• **Written instruction 1**
Name every source from The Inter Ocean in the list of sources in the article on the Nestor Johnson skate company. Give each title with its date.
• **Written instruction 2**
According to the article on the Nestor Johnson skate company, in what year was the abandoned factory torn down?

• **Source**

[Start]

The problem was, Hull had just left Chicago after 15 years to play for the Winnipeg Jets. It was a metaphor of sorts; Nestor Johnson’s Chicago days were nearing an end, too.
[Left to Right: 1974 ad fro Bobby Hull’s official Johnson hockey skate; worker Julian Bildz attaching plastic caps to skate blades at the Johnson plant in 1975; an advertisement for the public auction at the now closed plant in 1977]
On February 1, 1977, a public auction was held at 1900 North Springfield Avenue. The Nestor Johnson MFG Company’s long free-skate had come to its end, and roughly $750,000 worth of remaining skates, hockey gear, machinery, and equipment were let go at bargain prices.
The abandoned factory managed to find a few more occupants but fell into complete disrepair by the end of the century. It met the wrecking ball in 2005, replaced by new apartment buildings. The nearest dedicated ice rink is about 4 miles away.
[Race officials gathered in Humboldt Park in 1902. One of these men is almost definitely Nestor Johnson . . . we just don’t know which one. from Chicago History Museum]
Sources:
“Shoe and Leather Market-Fair: Skating Shoe Makes Friends” – Boot and Shoe Recorder, Sept 1, 1909
“A Race was Run . . . ” – The Inter Ocean, Feb 15, 1891
“Johnson Wins the Skating Race” – The Inter Ocean, Dec 26, 1897
“Pleads for Racing Skates” – The Inter Ocean, Jan 3, 1901
“Nestor Johnson Mfg. Co. v. Alfred Johnson Skate Co.” (1924)
“Expert Worker Puts Soul Into Shaping Skates” – Chicago Tribune, Jan 9, 1949
“Nestor Johnson Dies, Was Skate Inventor” – Marshfield News-Herald (Wisconsin), April 21, 1949
“Armstrong Bros. Tool Co. . . .” – Science and Industry, Vol. 7, 1902
“A Lot of Good Skates Made Johnson Roll” – Chicago Tribune, June 16, 1975
Playing for Change: The Continuing Struggle for Sport and Recreation, edited by Russell Field
Professional Skaters Association Newsletter Jan/Feb 2014
Archived Reader Comments:
“My family home where I grew up and where my mother (93) and sister still live (my father passed away in 1999) was built and owned by Nestor Johnson. ♡” —Mary, 2019
“I own a pair of skate blade protectors made of hard maple with leather straps the name Johnson and sons Seattle is branded into the side of the maple. Could this be related to the brothers?

[End]

[Coordinate annotation records]
[Start]

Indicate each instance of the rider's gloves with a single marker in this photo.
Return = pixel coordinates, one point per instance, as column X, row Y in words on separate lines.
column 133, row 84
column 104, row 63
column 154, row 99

[End]

• **Task response 1**
"A Race was Run . . ." (Feb 15, 1891)
"Johnson Wins the Skating Race" (Dec 26, 1897)
"Pleads for Racing Skates" (Jan 3, 1901)

• **Task response 2**
2005